» Requirements
From the line containing "point: white t-shirt" down to the last line of the material, return those lines verbatim and only those.
::: Extracted data
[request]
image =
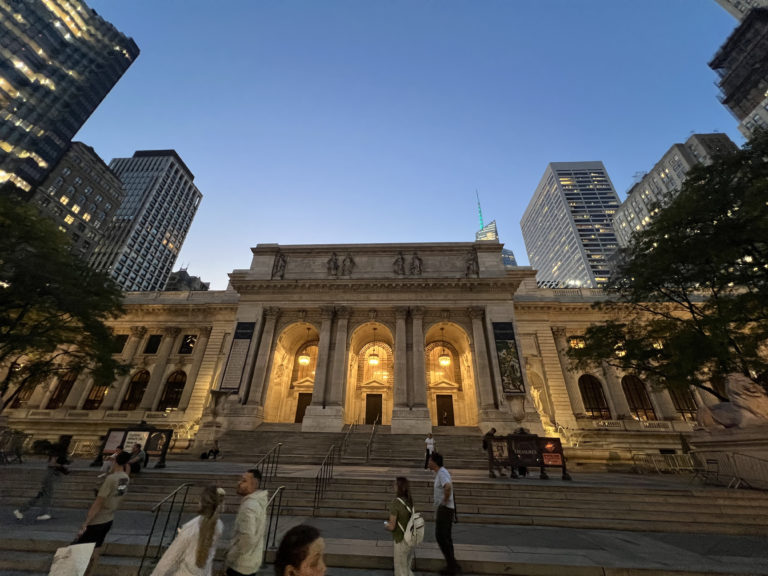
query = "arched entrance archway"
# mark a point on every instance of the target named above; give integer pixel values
(371, 377)
(451, 391)
(292, 379)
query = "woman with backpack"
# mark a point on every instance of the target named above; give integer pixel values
(400, 510)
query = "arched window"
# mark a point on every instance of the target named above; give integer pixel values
(637, 397)
(174, 387)
(593, 396)
(685, 403)
(62, 390)
(136, 389)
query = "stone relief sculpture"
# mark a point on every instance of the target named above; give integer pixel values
(415, 267)
(333, 265)
(398, 266)
(470, 264)
(348, 265)
(278, 268)
(748, 406)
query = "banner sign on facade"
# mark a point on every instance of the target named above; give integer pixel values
(507, 357)
(238, 352)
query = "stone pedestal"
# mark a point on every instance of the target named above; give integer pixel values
(319, 419)
(411, 420)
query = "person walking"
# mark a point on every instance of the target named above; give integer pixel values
(429, 442)
(444, 514)
(247, 547)
(400, 510)
(101, 514)
(191, 552)
(58, 465)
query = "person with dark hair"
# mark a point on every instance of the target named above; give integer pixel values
(301, 553)
(400, 510)
(445, 511)
(193, 549)
(58, 465)
(246, 550)
(100, 515)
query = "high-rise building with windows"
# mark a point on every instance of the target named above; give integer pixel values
(662, 184)
(567, 225)
(58, 60)
(141, 245)
(81, 194)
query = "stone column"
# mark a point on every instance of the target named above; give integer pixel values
(401, 359)
(482, 368)
(155, 386)
(410, 413)
(198, 353)
(121, 387)
(419, 390)
(339, 368)
(323, 354)
(256, 391)
(571, 383)
(617, 400)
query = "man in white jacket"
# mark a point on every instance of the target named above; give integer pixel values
(247, 548)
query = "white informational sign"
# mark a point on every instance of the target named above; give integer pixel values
(72, 560)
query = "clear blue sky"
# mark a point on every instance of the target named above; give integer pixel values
(356, 121)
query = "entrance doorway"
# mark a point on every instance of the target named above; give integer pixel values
(372, 408)
(444, 405)
(304, 400)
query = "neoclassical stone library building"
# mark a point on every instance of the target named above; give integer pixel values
(412, 336)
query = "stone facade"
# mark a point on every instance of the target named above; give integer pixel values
(409, 335)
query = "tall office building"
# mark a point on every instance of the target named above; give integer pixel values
(141, 245)
(82, 195)
(662, 184)
(58, 60)
(742, 65)
(567, 225)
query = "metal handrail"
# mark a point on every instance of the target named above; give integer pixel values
(323, 478)
(345, 442)
(277, 497)
(370, 440)
(269, 463)
(156, 511)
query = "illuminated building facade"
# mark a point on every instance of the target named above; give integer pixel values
(141, 245)
(662, 184)
(81, 194)
(567, 226)
(58, 60)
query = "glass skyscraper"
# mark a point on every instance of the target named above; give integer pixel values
(58, 60)
(567, 226)
(141, 245)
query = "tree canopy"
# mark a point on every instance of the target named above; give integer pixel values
(689, 296)
(53, 307)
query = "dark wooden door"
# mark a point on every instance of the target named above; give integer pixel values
(372, 408)
(305, 399)
(444, 404)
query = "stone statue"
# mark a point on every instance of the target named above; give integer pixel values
(333, 265)
(278, 268)
(348, 265)
(415, 268)
(398, 266)
(470, 264)
(748, 406)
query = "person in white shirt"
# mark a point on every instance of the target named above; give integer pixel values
(444, 513)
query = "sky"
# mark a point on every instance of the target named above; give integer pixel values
(374, 121)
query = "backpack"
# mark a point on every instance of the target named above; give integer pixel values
(413, 533)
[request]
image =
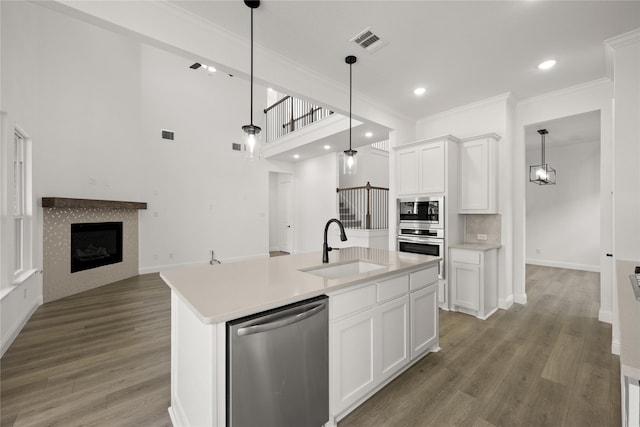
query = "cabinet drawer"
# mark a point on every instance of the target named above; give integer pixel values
(462, 255)
(392, 288)
(352, 301)
(422, 278)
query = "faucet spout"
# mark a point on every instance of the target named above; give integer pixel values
(325, 247)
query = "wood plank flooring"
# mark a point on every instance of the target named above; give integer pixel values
(101, 358)
(98, 358)
(547, 363)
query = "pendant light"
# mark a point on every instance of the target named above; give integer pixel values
(350, 161)
(542, 174)
(252, 132)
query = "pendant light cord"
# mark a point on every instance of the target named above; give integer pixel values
(251, 105)
(350, 100)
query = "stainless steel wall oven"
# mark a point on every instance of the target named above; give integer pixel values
(421, 211)
(421, 227)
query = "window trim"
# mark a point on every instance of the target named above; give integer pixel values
(22, 268)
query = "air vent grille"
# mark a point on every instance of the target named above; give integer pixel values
(368, 40)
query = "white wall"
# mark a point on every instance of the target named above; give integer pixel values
(315, 182)
(274, 240)
(592, 96)
(563, 220)
(373, 167)
(202, 195)
(94, 103)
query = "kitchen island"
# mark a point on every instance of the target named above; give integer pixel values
(381, 320)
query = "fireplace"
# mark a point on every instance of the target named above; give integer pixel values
(95, 245)
(62, 217)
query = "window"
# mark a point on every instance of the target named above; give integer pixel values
(21, 205)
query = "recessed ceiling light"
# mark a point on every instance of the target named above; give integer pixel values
(547, 64)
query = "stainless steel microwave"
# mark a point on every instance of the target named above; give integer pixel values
(420, 211)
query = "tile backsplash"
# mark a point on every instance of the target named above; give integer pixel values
(491, 225)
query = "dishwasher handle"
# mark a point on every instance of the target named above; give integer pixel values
(277, 320)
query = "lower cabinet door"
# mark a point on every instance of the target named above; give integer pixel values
(466, 285)
(424, 319)
(353, 363)
(394, 342)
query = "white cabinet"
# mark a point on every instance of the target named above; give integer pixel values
(478, 171)
(376, 330)
(394, 336)
(421, 169)
(474, 281)
(353, 373)
(423, 166)
(424, 320)
(432, 166)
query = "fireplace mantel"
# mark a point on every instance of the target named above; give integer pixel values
(62, 202)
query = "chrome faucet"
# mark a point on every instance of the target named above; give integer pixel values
(325, 247)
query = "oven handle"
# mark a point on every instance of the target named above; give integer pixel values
(420, 240)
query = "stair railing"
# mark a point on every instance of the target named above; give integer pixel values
(290, 114)
(365, 207)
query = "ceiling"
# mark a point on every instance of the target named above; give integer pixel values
(460, 51)
(581, 128)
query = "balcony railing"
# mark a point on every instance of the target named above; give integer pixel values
(365, 207)
(290, 114)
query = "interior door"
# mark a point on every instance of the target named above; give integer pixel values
(285, 213)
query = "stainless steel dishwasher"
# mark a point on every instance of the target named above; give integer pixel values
(278, 367)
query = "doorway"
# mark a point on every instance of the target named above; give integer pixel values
(281, 225)
(570, 224)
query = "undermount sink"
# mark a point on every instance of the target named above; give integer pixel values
(336, 271)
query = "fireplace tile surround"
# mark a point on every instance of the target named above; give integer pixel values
(58, 215)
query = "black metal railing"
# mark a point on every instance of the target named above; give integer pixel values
(365, 207)
(290, 114)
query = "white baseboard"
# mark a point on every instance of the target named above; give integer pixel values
(560, 264)
(615, 347)
(505, 303)
(605, 316)
(520, 298)
(15, 329)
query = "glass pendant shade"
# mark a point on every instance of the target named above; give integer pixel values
(252, 138)
(350, 162)
(542, 174)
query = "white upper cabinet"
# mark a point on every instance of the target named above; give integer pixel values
(478, 175)
(432, 161)
(423, 166)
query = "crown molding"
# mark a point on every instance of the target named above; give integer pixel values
(624, 39)
(504, 97)
(582, 86)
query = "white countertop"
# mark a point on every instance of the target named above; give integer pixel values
(476, 246)
(629, 316)
(222, 292)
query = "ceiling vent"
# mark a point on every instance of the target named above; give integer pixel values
(369, 41)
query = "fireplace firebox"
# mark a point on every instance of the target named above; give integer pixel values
(95, 245)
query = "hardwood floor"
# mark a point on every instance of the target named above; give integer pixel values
(102, 358)
(98, 358)
(547, 363)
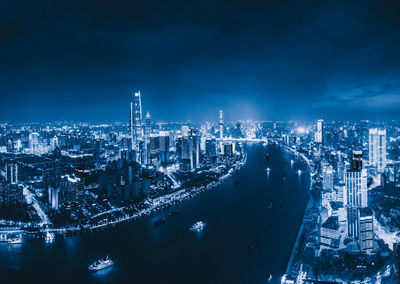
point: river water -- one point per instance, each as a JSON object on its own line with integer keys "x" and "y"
{"x": 236, "y": 215}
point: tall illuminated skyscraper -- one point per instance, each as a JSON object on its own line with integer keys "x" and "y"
{"x": 327, "y": 177}
{"x": 319, "y": 132}
{"x": 136, "y": 124}
{"x": 12, "y": 173}
{"x": 147, "y": 131}
{"x": 356, "y": 194}
{"x": 377, "y": 149}
{"x": 131, "y": 133}
{"x": 221, "y": 125}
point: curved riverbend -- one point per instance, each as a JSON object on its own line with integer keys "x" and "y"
{"x": 243, "y": 241}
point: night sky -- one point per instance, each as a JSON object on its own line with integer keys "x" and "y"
{"x": 269, "y": 60}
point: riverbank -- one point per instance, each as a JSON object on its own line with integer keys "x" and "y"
{"x": 151, "y": 205}
{"x": 308, "y": 207}
{"x": 166, "y": 201}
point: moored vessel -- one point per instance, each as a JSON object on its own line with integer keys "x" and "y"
{"x": 198, "y": 226}
{"x": 101, "y": 264}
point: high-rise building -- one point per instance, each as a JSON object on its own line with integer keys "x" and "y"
{"x": 377, "y": 149}
{"x": 131, "y": 132}
{"x": 366, "y": 230}
{"x": 136, "y": 125}
{"x": 221, "y": 125}
{"x": 195, "y": 156}
{"x": 356, "y": 194}
{"x": 327, "y": 177}
{"x": 147, "y": 131}
{"x": 341, "y": 169}
{"x": 53, "y": 197}
{"x": 164, "y": 146}
{"x": 211, "y": 148}
{"x": 12, "y": 173}
{"x": 320, "y": 131}
{"x": 34, "y": 142}
{"x": 138, "y": 122}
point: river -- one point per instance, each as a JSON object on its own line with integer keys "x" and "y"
{"x": 236, "y": 216}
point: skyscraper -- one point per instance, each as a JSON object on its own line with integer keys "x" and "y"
{"x": 327, "y": 174}
{"x": 221, "y": 125}
{"x": 319, "y": 132}
{"x": 138, "y": 122}
{"x": 136, "y": 126}
{"x": 164, "y": 146}
{"x": 377, "y": 149}
{"x": 12, "y": 173}
{"x": 356, "y": 194}
{"x": 147, "y": 131}
{"x": 131, "y": 133}
{"x": 221, "y": 132}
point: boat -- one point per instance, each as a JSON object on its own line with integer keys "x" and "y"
{"x": 15, "y": 241}
{"x": 159, "y": 222}
{"x": 49, "y": 237}
{"x": 174, "y": 213}
{"x": 101, "y": 264}
{"x": 198, "y": 226}
{"x": 254, "y": 245}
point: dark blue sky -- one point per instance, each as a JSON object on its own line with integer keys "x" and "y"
{"x": 272, "y": 60}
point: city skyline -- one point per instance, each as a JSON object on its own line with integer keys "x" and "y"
{"x": 200, "y": 141}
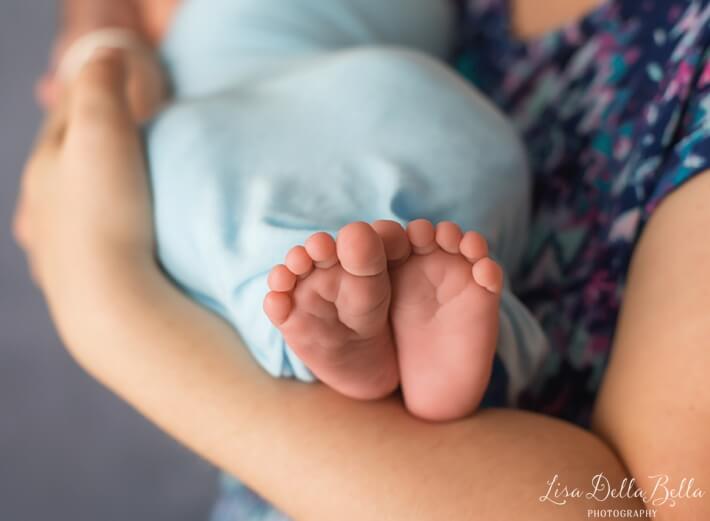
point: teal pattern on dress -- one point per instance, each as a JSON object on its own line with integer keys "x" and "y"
{"x": 615, "y": 113}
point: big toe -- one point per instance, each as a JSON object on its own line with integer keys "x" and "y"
{"x": 360, "y": 250}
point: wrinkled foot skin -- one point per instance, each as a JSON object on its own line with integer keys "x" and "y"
{"x": 444, "y": 312}
{"x": 330, "y": 300}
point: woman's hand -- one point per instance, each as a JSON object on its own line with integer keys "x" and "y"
{"x": 84, "y": 195}
{"x": 147, "y": 86}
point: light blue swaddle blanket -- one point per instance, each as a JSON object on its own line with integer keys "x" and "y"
{"x": 302, "y": 116}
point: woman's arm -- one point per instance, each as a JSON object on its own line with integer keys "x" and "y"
{"x": 85, "y": 222}
{"x": 146, "y": 20}
{"x": 654, "y": 406}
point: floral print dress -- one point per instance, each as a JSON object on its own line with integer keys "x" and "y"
{"x": 615, "y": 112}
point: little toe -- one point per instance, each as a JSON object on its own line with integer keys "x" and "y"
{"x": 360, "y": 250}
{"x": 321, "y": 248}
{"x": 277, "y": 307}
{"x": 395, "y": 240}
{"x": 422, "y": 236}
{"x": 474, "y": 247}
{"x": 488, "y": 274}
{"x": 448, "y": 236}
{"x": 299, "y": 262}
{"x": 281, "y": 279}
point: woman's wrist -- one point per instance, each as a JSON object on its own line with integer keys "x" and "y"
{"x": 82, "y": 16}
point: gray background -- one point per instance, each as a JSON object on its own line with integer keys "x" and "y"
{"x": 69, "y": 451}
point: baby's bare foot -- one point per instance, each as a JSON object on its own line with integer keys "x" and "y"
{"x": 331, "y": 303}
{"x": 445, "y": 300}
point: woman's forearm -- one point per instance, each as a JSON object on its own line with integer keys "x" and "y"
{"x": 313, "y": 453}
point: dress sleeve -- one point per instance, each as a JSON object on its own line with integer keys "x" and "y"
{"x": 690, "y": 152}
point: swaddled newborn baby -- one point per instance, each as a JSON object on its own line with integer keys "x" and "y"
{"x": 325, "y": 138}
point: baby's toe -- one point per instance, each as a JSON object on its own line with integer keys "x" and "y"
{"x": 299, "y": 262}
{"x": 360, "y": 250}
{"x": 488, "y": 274}
{"x": 321, "y": 248}
{"x": 448, "y": 237}
{"x": 281, "y": 279}
{"x": 474, "y": 247}
{"x": 278, "y": 307}
{"x": 395, "y": 240}
{"x": 422, "y": 236}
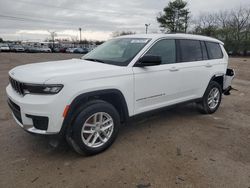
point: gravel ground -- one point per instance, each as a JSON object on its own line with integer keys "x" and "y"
{"x": 174, "y": 148}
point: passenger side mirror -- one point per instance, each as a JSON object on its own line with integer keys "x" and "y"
{"x": 148, "y": 60}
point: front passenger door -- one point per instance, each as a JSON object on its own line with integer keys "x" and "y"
{"x": 157, "y": 86}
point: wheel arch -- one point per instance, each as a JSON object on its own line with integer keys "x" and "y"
{"x": 219, "y": 78}
{"x": 112, "y": 96}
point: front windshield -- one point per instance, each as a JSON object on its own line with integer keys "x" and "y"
{"x": 118, "y": 51}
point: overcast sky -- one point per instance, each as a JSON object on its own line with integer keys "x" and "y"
{"x": 32, "y": 19}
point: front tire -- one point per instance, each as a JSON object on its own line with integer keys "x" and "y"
{"x": 95, "y": 128}
{"x": 211, "y": 99}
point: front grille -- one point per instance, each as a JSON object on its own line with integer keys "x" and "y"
{"x": 16, "y": 110}
{"x": 17, "y": 86}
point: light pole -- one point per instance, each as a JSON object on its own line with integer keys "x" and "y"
{"x": 80, "y": 30}
{"x": 147, "y": 25}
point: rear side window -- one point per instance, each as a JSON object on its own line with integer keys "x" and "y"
{"x": 190, "y": 50}
{"x": 214, "y": 50}
{"x": 165, "y": 49}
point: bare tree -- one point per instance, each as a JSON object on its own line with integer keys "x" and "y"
{"x": 121, "y": 33}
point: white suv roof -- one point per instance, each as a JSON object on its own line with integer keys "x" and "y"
{"x": 174, "y": 36}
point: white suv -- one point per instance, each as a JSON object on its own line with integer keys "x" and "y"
{"x": 87, "y": 99}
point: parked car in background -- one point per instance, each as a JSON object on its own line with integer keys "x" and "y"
{"x": 69, "y": 50}
{"x": 4, "y": 47}
{"x": 31, "y": 49}
{"x": 60, "y": 50}
{"x": 18, "y": 48}
{"x": 45, "y": 49}
{"x": 80, "y": 50}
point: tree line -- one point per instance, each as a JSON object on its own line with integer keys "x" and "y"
{"x": 230, "y": 26}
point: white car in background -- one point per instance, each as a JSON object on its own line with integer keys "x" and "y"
{"x": 45, "y": 50}
{"x": 87, "y": 99}
{"x": 4, "y": 47}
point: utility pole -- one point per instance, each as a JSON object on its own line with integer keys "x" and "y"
{"x": 80, "y": 30}
{"x": 147, "y": 25}
{"x": 53, "y": 35}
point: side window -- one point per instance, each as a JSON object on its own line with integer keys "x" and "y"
{"x": 204, "y": 50}
{"x": 165, "y": 49}
{"x": 214, "y": 50}
{"x": 190, "y": 50}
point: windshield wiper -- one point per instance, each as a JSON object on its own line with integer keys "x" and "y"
{"x": 95, "y": 60}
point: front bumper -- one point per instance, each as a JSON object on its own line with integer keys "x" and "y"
{"x": 39, "y": 114}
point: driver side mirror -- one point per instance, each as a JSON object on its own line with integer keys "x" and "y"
{"x": 148, "y": 60}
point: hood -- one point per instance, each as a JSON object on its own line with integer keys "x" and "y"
{"x": 73, "y": 68}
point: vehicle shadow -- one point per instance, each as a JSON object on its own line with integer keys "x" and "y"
{"x": 136, "y": 124}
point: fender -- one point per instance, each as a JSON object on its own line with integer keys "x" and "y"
{"x": 120, "y": 105}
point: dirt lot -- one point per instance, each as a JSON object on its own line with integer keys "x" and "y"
{"x": 174, "y": 148}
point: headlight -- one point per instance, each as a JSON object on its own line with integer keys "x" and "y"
{"x": 42, "y": 89}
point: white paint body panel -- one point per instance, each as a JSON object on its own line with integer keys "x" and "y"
{"x": 144, "y": 89}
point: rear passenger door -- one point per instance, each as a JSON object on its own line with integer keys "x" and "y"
{"x": 157, "y": 86}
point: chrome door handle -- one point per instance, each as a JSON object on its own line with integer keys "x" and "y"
{"x": 173, "y": 69}
{"x": 208, "y": 65}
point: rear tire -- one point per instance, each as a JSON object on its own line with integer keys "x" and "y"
{"x": 211, "y": 99}
{"x": 95, "y": 127}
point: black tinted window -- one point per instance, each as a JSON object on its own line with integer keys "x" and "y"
{"x": 190, "y": 50}
{"x": 165, "y": 49}
{"x": 214, "y": 50}
{"x": 204, "y": 50}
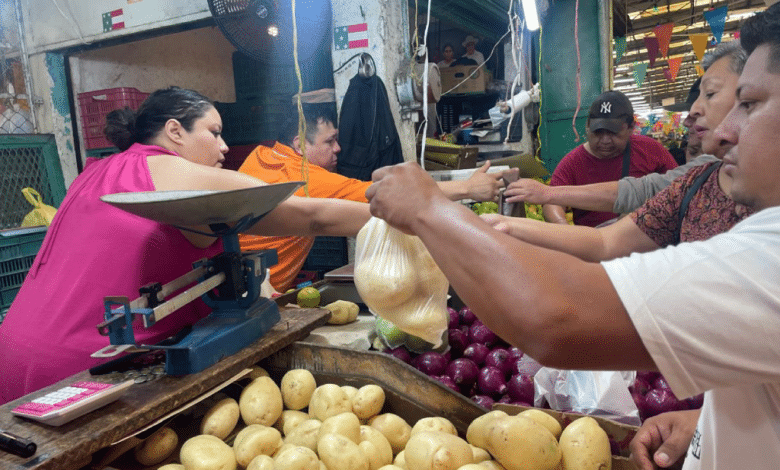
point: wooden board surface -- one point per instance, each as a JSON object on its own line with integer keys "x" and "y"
{"x": 71, "y": 445}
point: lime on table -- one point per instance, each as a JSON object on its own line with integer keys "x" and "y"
{"x": 308, "y": 297}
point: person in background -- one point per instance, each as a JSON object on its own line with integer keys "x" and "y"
{"x": 717, "y": 335}
{"x": 612, "y": 151}
{"x": 449, "y": 56}
{"x": 93, "y": 250}
{"x": 471, "y": 53}
{"x": 284, "y": 162}
{"x": 696, "y": 206}
{"x": 620, "y": 197}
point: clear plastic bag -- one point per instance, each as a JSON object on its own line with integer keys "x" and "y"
{"x": 400, "y": 282}
{"x": 596, "y": 393}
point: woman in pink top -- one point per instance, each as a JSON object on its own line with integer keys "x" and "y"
{"x": 92, "y": 249}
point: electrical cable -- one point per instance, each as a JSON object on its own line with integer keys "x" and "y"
{"x": 579, "y": 85}
{"x": 301, "y": 118}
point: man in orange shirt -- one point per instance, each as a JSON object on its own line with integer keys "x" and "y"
{"x": 283, "y": 162}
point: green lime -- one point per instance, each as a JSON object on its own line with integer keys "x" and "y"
{"x": 308, "y": 297}
{"x": 389, "y": 333}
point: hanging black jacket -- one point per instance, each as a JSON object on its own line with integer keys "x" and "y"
{"x": 367, "y": 133}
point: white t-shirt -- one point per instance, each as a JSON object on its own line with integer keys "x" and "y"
{"x": 709, "y": 315}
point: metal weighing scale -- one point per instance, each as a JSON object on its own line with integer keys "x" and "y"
{"x": 229, "y": 283}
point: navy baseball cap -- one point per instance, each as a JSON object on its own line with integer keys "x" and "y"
{"x": 609, "y": 111}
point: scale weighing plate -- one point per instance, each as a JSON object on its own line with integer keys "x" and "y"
{"x": 203, "y": 207}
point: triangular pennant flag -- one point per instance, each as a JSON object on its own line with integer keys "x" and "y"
{"x": 664, "y": 35}
{"x": 674, "y": 67}
{"x": 620, "y": 48}
{"x": 651, "y": 44}
{"x": 699, "y": 42}
{"x": 640, "y": 71}
{"x": 717, "y": 19}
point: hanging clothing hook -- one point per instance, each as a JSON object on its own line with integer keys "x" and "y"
{"x": 367, "y": 66}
::::::
» Written response
point: white t-shirt -- one point per instance, each as a JSON object on its own line with integer keys "x" and "y"
{"x": 709, "y": 315}
point: metal weighing scale -- one point per instance, each as a JSON object on its own line with integer keys "x" and "y"
{"x": 229, "y": 283}
point: navy baseball cap -- one point per instance, each as a JSON object on its own line with integer keys "x" and "y"
{"x": 609, "y": 111}
point: scale weighing plate -- one point per instance, each as a JSON object on its own line with integer keys "x" and "y"
{"x": 203, "y": 207}
point: triangular pennant flag -- one point per instance, each as a JSON object on its own line with integer keys "x" and "y"
{"x": 664, "y": 35}
{"x": 674, "y": 67}
{"x": 620, "y": 48}
{"x": 651, "y": 44}
{"x": 699, "y": 42}
{"x": 640, "y": 71}
{"x": 717, "y": 19}
point: hanging clothing hook -- one point per instance, each as a JSON object on its own line with integer keys "x" and "y"
{"x": 367, "y": 66}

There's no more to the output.